(Named-object pointing records)
begin

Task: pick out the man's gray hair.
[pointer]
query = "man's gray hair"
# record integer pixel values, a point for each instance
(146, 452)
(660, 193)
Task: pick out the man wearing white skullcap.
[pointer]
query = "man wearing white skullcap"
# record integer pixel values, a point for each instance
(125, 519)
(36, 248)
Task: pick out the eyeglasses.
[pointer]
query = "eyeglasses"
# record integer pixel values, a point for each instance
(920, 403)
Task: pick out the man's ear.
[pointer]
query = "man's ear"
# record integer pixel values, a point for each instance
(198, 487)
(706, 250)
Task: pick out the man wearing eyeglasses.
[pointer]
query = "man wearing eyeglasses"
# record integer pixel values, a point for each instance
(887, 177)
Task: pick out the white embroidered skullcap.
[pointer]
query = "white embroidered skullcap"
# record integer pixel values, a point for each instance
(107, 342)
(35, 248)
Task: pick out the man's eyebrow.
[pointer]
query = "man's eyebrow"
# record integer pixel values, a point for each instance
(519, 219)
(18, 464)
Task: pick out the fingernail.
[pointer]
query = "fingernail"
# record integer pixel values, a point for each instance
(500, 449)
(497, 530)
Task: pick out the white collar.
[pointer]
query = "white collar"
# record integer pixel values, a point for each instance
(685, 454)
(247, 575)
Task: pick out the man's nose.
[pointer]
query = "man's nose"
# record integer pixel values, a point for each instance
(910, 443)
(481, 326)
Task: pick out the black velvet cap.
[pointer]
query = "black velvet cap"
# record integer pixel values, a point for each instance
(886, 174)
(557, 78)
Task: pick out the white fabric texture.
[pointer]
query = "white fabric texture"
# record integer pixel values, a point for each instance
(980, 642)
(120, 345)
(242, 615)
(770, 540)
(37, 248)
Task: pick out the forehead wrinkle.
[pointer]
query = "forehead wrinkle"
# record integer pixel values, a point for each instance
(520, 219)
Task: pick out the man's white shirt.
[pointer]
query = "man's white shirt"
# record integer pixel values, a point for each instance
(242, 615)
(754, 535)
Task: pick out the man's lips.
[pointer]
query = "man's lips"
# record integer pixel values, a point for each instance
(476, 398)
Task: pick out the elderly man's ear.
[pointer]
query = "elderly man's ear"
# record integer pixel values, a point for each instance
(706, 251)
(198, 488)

end

> _WHAT YOU HAVE TO DO_
Include both ends. Return the line holding "Task: pick out the eyeglasses." and all lines after it in the records above, exactly as written.

> _ANSWER TO THIS EXERCISE_
Task: pick out the eyeglasses.
[pointer]
query = "eyeglasses"
# record integer pixel values, a point for each instance
(920, 403)
Task: pick out the man's ear.
[pointer]
query = "man's ear"
# record integer pixel values, a point for each instance
(198, 487)
(706, 250)
Task: pick out the man wearing eyeglasses.
[pointer]
query = "man wearing eyeglasses"
# record integer pixel values, a point for each instance
(887, 177)
Task: pick out the white embroidered skullcap.
[pointer]
query = "white embroidered skullcap"
# record integer pixel values, a point for each instance
(107, 342)
(35, 248)
Task: pick out the man's eyebrow.
[pointer]
query = "man's eyebrow"
# record integer pixel values, a point for each instance
(519, 219)
(18, 464)
Task: pick out the fingernail.
[pointer]
query = "fingernail"
# record integer pixel values, a point for each instance
(500, 449)
(497, 530)
Task: pick out the white collar.
[pointer]
query = "white collar"
# record integer pixel values, a point for each instance
(685, 454)
(247, 575)
Task: pick out the man's nose.
[pointer]
query = "man's nose"
# record integer pixel values, a point for each instance
(910, 443)
(481, 326)
Task: pick out the black velvet cap.
[pointer]
query = "black velvet cap"
# record integer pixel values, a point for each instance
(886, 174)
(557, 78)
Task: pick out the white fabric texture.
[pointer]
query = "white fabric texture"
# record integer pixel values, a point for each instance
(980, 642)
(120, 345)
(242, 615)
(770, 540)
(37, 248)
Task: pick out the forehead wrinkle.
[pointer]
query = "forehead wrinkle"
# record integer pixel values, a point for each instance
(520, 219)
Task: pick out the man's white shirt.
[pointer]
query = "man's white shirt"
# record integer pixel values, a point for each instance
(242, 615)
(754, 535)
Task: pick out the man's lips.
[pointer]
query = "man's lips"
# record integer pixel values, a point for each instance
(476, 398)
Task: pick out the elderly man's ear.
[pointer]
query = "elderly man's ear"
# record integer pixel values, a point for each instance
(706, 251)
(198, 488)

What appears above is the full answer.